[Saved entries]
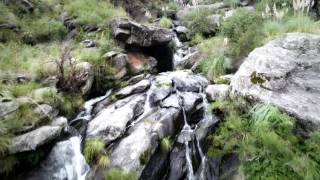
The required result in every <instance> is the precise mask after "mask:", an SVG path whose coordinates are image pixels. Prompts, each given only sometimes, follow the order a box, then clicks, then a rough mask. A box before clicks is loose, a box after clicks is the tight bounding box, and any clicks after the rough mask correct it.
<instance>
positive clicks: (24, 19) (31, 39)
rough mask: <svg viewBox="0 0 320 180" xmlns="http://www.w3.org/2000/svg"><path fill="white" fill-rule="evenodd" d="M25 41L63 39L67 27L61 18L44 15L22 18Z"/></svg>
mask: <svg viewBox="0 0 320 180" xmlns="http://www.w3.org/2000/svg"><path fill="white" fill-rule="evenodd" d="M19 25H20V26H21V31H22V32H23V41H24V42H26V43H28V44H35V43H37V42H48V41H51V40H62V39H63V38H64V37H65V35H66V33H67V29H66V27H65V26H64V25H63V23H62V22H61V21H60V20H57V19H54V18H50V17H48V16H43V17H41V18H40V17H39V18H37V17H36V18H34V17H26V18H22V19H21V20H20V24H19Z"/></svg>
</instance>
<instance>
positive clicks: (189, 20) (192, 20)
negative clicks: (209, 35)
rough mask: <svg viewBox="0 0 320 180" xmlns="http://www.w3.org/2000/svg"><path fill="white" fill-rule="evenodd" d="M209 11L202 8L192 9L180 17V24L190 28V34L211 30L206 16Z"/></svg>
mask: <svg viewBox="0 0 320 180" xmlns="http://www.w3.org/2000/svg"><path fill="white" fill-rule="evenodd" d="M210 14H211V11H210V10H208V9H204V8H198V9H194V10H192V11H191V12H189V13H188V14H187V15H186V16H185V17H183V19H182V24H183V25H184V26H186V27H188V28H189V29H190V35H191V36H192V37H193V36H195V35H196V34H202V35H206V34H209V33H211V32H212V28H213V27H212V25H211V23H210V20H209V19H208V18H207V17H208V16H209V15H210Z"/></svg>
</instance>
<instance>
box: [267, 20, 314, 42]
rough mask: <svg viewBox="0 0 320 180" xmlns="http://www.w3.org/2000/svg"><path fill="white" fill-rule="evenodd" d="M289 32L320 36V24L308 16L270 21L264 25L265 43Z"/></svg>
mask: <svg viewBox="0 0 320 180" xmlns="http://www.w3.org/2000/svg"><path fill="white" fill-rule="evenodd" d="M289 32H303V33H311V34H320V23H319V22H316V21H313V20H312V19H310V17H308V16H303V15H301V16H298V17H295V16H292V17H289V18H285V19H283V20H281V21H275V20H268V21H266V22H265V23H264V24H263V33H264V34H265V42H268V41H269V40H271V39H274V38H276V37H279V36H281V35H283V34H285V33H289Z"/></svg>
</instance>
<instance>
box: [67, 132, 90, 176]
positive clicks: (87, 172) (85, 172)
mask: <svg viewBox="0 0 320 180" xmlns="http://www.w3.org/2000/svg"><path fill="white" fill-rule="evenodd" d="M69 140H70V142H71V145H72V149H73V152H74V156H73V157H72V162H73V169H74V170H75V172H76V177H77V180H85V178H86V175H87V173H88V172H89V168H84V167H88V164H87V163H86V160H85V159H84V157H83V155H82V153H81V146H80V145H81V139H80V137H72V138H70V139H69ZM69 173H73V172H68V174H69Z"/></svg>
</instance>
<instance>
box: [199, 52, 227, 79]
mask: <svg viewBox="0 0 320 180" xmlns="http://www.w3.org/2000/svg"><path fill="white" fill-rule="evenodd" d="M200 69H201V72H203V73H204V74H206V76H207V78H208V79H210V80H212V81H215V80H216V79H218V78H219V77H220V76H222V75H224V74H225V70H226V62H225V57H224V56H211V57H209V58H207V59H205V60H203V61H202V64H201V65H200Z"/></svg>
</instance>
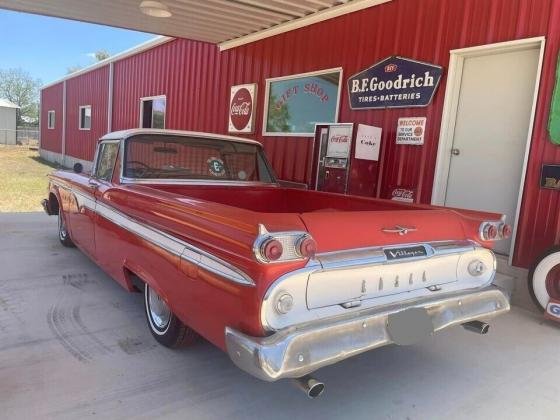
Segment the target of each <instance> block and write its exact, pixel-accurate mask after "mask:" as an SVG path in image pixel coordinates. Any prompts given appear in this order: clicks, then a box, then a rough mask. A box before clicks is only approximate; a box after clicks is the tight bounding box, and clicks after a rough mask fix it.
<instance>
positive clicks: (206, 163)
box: [124, 134, 274, 182]
mask: <svg viewBox="0 0 560 420" xmlns="http://www.w3.org/2000/svg"><path fill="white" fill-rule="evenodd" d="M124 176H125V177H126V178H136V179H185V180H217V181H252V182H255V181H258V182H274V177H273V175H272V173H271V171H270V170H269V168H268V165H267V163H266V160H265V158H264V156H263V153H262V150H261V148H260V147H259V146H257V145H254V144H247V143H241V142H239V143H238V142H235V141H227V140H219V139H206V138H200V137H187V136H169V135H157V134H150V135H139V136H135V137H131V138H129V139H128V140H127V141H126V150H125V160H124Z"/></svg>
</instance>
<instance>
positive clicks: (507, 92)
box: [445, 48, 540, 254]
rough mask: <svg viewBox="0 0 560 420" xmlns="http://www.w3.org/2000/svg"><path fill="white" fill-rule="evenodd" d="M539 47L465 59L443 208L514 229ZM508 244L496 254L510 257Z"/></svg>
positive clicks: (537, 66)
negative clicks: (467, 210) (452, 147)
mask: <svg viewBox="0 0 560 420" xmlns="http://www.w3.org/2000/svg"><path fill="white" fill-rule="evenodd" d="M539 54H540V49H539V48H528V49H524V50H517V51H512V52H502V53H493V54H489V55H483V56H475V57H466V58H465V60H464V64H463V70H462V79H461V86H460V93H459V101H458V107H457V115H456V120H455V131H454V135H453V148H452V150H451V162H450V166H449V177H448V180H447V188H446V196H445V205H446V206H449V207H459V208H468V209H475V210H487V211H493V212H499V213H503V214H505V215H507V221H508V223H510V224H512V225H513V224H514V221H515V220H514V219H515V213H516V206H517V200H518V195H519V190H520V182H521V176H522V171H523V160H524V156H525V147H526V142H527V134H528V130H529V126H530V122H531V112H532V105H533V97H534V91H535V83H536V74H537V68H538V65H539ZM510 246H511V242H510V241H501V242H500V243H499V245H498V246H497V248H496V251H497V252H499V253H503V254H508V253H509V249H510Z"/></svg>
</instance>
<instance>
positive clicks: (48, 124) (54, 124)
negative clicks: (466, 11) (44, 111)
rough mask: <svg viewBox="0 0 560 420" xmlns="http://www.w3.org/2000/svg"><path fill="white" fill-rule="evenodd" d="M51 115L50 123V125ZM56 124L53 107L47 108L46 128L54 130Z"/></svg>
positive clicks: (50, 129)
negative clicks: (46, 119) (51, 123)
mask: <svg viewBox="0 0 560 420" xmlns="http://www.w3.org/2000/svg"><path fill="white" fill-rule="evenodd" d="M51 115H52V116H53V117H52V125H51ZM55 126H56V111H55V110H54V109H49V110H48V111H47V129H48V130H54V129H55Z"/></svg>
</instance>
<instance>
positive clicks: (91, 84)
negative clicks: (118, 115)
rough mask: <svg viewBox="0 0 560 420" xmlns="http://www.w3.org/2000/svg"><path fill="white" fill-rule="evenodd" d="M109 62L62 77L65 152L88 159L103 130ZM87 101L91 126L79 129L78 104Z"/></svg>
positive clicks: (105, 126) (79, 103)
mask: <svg viewBox="0 0 560 420" xmlns="http://www.w3.org/2000/svg"><path fill="white" fill-rule="evenodd" d="M108 92H109V66H108V65H107V66H103V67H100V68H98V69H95V70H93V71H90V72H88V73H85V74H82V75H79V76H76V77H74V78H71V79H68V80H67V81H66V154H67V155H68V156H72V157H76V158H79V159H85V160H92V158H93V154H94V152H95V146H96V143H97V140H98V139H99V138H100V137H101V136H103V135H104V134H106V133H107V100H108ZM83 105H91V129H90V130H80V129H79V107H80V106H83Z"/></svg>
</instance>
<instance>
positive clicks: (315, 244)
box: [297, 236, 317, 258]
mask: <svg viewBox="0 0 560 420" xmlns="http://www.w3.org/2000/svg"><path fill="white" fill-rule="evenodd" d="M297 251H298V253H299V255H301V256H302V257H304V258H313V257H314V256H315V253H316V252H317V242H315V240H314V239H313V238H310V237H309V236H306V237H304V238H302V239H300V241H299V242H298V246H297Z"/></svg>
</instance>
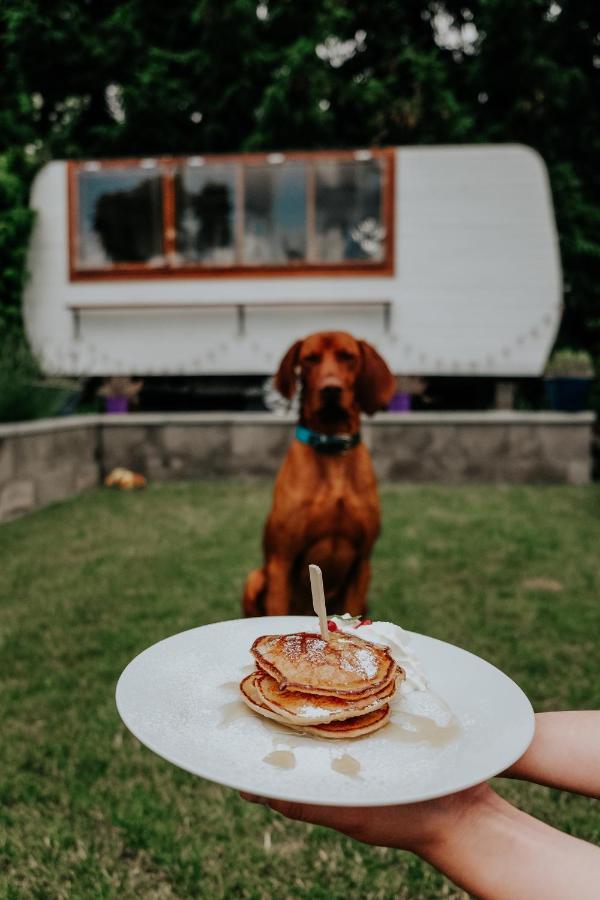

Task statement:
Give back exactly the lines above, from the line containing "positive clicks: (48, 124) (54, 124)" through the line containing "positive clicks: (315, 244)", with both end lines and nothing more.

Task output:
positive clicks: (48, 124) (54, 124)
negative clicks: (466, 11) (44, 111)
rough mask: <svg viewBox="0 0 560 420" xmlns="http://www.w3.org/2000/svg"><path fill="white" fill-rule="evenodd" d="M51 115L50 123V125ZM56 124L53 107L47 108L46 128L54 130Z"/></svg>
positive clicks: (50, 129)
negative clicks: (46, 119) (51, 123)
mask: <svg viewBox="0 0 560 420" xmlns="http://www.w3.org/2000/svg"><path fill="white" fill-rule="evenodd" d="M51 115H52V116H53V117H52V125H51ZM55 126H56V111H55V110H54V109H49V110H48V111H47V129H48V130H54V129H55Z"/></svg>
</instance>
<instance>
positive clicks: (91, 84)
negative clicks: (118, 115)
rough mask: <svg viewBox="0 0 560 420" xmlns="http://www.w3.org/2000/svg"><path fill="white" fill-rule="evenodd" d="M109 62L62 77L65 152L88 159L103 130ZM87 101L91 126L79 129L78 104Z"/></svg>
positive clicks: (105, 126) (79, 103)
mask: <svg viewBox="0 0 560 420" xmlns="http://www.w3.org/2000/svg"><path fill="white" fill-rule="evenodd" d="M108 92H109V66H108V65H107V66H103V67H100V68H98V69H95V70H93V71H90V72H88V73H85V74H82V75H79V76H76V77H74V78H71V79H68V80H67V81H66V154H67V155H68V156H72V157H76V158H79V159H85V160H92V158H93V154H94V152H95V146H96V143H97V140H98V139H99V138H100V137H101V136H103V135H104V134H106V133H107V100H108ZM83 105H91V129H90V130H80V129H79V107H80V106H83Z"/></svg>
</instance>
<instance>
positive clicks: (315, 244)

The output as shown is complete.